## INDICACIÓN
Reporta, copiándola completa, cada línea de los ítems que contenga la cadena "alternate". Se distinguen mayúsculas y minúsculas.

## Registros de etiquetado de ubicaciones
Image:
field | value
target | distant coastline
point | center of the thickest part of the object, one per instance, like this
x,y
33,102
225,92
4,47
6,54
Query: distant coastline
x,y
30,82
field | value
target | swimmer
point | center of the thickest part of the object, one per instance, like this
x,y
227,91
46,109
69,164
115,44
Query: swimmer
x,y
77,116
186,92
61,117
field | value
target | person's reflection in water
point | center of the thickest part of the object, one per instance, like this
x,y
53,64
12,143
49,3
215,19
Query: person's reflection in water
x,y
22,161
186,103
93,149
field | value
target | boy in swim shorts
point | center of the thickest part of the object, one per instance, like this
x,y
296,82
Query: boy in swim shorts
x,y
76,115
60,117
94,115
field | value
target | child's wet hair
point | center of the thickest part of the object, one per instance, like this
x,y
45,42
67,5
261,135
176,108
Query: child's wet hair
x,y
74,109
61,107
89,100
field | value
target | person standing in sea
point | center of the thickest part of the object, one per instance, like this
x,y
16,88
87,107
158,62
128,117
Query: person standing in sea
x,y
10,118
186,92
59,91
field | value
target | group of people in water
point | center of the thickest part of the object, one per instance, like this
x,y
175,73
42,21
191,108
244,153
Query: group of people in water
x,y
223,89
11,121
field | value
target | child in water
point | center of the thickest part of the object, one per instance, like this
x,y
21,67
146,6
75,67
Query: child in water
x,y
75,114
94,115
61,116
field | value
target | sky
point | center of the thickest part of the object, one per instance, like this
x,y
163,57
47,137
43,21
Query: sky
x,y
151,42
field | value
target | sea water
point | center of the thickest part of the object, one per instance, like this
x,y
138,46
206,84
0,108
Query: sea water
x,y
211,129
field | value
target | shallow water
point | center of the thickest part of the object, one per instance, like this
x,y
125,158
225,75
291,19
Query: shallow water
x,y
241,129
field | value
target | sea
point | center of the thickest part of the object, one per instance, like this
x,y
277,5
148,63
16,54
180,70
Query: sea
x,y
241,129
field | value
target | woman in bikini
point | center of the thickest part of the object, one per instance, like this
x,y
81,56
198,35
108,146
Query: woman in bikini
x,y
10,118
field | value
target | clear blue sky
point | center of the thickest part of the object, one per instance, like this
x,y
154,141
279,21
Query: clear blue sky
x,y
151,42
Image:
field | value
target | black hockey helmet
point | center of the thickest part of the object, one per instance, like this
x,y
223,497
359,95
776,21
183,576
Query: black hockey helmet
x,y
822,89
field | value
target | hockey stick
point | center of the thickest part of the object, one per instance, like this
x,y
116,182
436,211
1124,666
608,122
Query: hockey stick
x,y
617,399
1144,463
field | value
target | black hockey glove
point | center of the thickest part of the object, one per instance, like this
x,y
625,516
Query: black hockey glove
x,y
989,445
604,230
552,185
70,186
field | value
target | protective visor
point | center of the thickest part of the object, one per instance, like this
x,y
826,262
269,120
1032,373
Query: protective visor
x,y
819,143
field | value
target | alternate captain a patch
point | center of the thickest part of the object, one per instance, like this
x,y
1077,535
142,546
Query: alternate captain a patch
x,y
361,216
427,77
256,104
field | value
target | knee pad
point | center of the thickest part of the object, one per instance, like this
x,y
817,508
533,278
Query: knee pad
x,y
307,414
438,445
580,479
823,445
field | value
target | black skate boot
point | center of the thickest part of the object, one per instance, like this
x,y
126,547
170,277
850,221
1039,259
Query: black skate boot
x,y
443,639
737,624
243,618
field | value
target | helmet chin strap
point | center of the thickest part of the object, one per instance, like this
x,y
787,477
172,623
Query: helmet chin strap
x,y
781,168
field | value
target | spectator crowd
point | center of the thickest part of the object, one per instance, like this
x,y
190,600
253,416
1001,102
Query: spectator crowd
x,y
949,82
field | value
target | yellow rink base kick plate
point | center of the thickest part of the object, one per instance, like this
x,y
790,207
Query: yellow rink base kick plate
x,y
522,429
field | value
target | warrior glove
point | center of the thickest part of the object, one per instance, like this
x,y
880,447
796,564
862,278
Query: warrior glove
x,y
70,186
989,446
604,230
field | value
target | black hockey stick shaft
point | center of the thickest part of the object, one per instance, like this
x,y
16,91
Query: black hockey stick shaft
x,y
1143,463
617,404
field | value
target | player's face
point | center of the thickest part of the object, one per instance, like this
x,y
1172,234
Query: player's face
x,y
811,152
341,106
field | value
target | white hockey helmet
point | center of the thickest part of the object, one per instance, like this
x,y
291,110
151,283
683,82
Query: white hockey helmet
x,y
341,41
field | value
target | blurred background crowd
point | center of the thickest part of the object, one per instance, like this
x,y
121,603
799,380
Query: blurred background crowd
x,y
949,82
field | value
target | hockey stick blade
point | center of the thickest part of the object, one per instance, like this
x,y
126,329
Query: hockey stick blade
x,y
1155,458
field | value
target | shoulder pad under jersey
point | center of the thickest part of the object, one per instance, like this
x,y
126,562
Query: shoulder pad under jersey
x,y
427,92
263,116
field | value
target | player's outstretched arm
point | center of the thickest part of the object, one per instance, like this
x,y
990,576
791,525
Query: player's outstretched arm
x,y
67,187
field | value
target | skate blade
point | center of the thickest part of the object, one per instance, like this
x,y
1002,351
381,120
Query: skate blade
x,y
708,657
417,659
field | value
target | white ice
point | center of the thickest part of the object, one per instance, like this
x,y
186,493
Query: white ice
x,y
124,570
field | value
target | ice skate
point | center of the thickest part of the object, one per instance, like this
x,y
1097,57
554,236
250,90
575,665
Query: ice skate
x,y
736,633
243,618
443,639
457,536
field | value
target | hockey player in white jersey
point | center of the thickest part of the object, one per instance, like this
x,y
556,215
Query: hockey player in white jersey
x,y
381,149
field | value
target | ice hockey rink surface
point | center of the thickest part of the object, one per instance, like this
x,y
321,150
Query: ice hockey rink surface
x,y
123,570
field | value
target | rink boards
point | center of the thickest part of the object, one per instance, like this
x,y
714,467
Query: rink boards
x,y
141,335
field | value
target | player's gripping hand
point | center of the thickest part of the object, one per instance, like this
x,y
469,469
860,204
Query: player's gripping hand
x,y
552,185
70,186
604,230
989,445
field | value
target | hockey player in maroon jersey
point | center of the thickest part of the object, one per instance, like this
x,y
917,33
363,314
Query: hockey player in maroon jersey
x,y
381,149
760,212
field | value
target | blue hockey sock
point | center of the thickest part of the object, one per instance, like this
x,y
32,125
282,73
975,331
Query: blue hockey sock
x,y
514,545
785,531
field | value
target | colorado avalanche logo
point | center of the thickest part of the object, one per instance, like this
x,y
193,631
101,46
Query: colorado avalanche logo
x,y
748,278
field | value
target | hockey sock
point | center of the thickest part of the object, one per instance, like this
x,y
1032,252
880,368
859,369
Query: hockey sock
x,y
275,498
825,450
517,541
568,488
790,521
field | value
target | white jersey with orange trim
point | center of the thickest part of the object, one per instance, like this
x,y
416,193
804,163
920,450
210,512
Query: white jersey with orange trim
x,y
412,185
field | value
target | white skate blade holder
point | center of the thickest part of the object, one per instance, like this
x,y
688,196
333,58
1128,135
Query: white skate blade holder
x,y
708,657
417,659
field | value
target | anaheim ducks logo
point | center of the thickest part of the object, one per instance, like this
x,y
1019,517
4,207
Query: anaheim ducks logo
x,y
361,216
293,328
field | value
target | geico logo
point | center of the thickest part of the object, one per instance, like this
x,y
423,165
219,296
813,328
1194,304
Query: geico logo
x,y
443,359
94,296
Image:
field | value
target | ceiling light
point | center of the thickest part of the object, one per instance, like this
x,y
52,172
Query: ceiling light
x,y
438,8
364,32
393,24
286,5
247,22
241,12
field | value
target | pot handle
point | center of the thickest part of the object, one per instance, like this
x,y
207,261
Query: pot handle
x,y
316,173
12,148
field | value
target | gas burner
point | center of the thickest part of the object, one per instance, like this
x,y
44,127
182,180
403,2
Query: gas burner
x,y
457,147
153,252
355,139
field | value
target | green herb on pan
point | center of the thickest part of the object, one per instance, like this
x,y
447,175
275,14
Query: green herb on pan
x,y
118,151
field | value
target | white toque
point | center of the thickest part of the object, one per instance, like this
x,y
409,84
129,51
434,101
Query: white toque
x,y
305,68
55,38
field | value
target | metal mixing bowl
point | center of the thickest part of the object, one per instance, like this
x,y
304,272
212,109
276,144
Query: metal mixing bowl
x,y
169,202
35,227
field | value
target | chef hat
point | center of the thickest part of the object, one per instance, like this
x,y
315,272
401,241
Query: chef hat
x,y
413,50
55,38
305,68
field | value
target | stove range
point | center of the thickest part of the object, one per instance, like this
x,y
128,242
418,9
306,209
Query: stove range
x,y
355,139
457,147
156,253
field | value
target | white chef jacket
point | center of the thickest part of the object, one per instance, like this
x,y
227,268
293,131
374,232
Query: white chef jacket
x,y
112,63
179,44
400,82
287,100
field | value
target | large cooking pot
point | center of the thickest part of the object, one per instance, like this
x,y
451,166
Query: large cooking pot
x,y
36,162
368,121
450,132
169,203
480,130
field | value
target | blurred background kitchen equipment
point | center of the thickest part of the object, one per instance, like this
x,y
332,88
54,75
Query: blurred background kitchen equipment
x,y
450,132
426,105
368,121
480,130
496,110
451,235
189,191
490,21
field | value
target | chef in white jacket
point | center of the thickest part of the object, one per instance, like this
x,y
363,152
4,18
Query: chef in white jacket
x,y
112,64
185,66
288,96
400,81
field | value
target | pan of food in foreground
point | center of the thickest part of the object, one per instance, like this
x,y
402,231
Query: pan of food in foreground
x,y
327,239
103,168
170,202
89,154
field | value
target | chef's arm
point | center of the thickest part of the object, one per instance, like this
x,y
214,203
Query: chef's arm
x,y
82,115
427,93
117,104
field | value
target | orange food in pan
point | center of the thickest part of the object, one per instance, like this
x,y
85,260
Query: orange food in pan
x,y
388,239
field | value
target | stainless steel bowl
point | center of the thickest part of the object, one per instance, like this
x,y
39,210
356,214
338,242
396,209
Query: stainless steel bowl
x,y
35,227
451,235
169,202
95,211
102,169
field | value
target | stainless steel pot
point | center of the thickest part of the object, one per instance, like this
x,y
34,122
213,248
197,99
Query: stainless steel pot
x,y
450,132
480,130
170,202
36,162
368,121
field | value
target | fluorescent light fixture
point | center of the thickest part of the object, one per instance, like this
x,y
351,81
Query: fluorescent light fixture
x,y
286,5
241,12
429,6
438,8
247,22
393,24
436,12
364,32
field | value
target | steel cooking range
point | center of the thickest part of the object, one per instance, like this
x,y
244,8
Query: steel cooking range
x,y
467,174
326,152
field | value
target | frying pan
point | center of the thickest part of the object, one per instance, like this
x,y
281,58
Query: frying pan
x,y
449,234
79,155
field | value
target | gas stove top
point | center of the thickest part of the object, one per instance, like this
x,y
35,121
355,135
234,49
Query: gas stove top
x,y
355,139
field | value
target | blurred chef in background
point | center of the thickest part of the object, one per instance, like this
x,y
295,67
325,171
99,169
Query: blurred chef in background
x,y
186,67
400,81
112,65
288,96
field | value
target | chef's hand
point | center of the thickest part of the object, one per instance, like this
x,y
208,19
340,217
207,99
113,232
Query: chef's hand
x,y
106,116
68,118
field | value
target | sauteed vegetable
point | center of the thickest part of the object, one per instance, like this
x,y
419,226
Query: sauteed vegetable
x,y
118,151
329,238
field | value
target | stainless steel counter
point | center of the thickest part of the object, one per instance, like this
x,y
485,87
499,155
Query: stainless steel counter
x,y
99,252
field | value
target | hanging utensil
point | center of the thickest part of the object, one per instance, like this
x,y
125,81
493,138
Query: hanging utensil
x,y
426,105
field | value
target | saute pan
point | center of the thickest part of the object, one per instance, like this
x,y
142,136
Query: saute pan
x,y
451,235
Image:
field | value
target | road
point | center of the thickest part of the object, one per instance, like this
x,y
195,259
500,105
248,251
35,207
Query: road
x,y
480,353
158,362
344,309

## RESPUESTA
target | alternate captain a patch
Query: alternate captain a patch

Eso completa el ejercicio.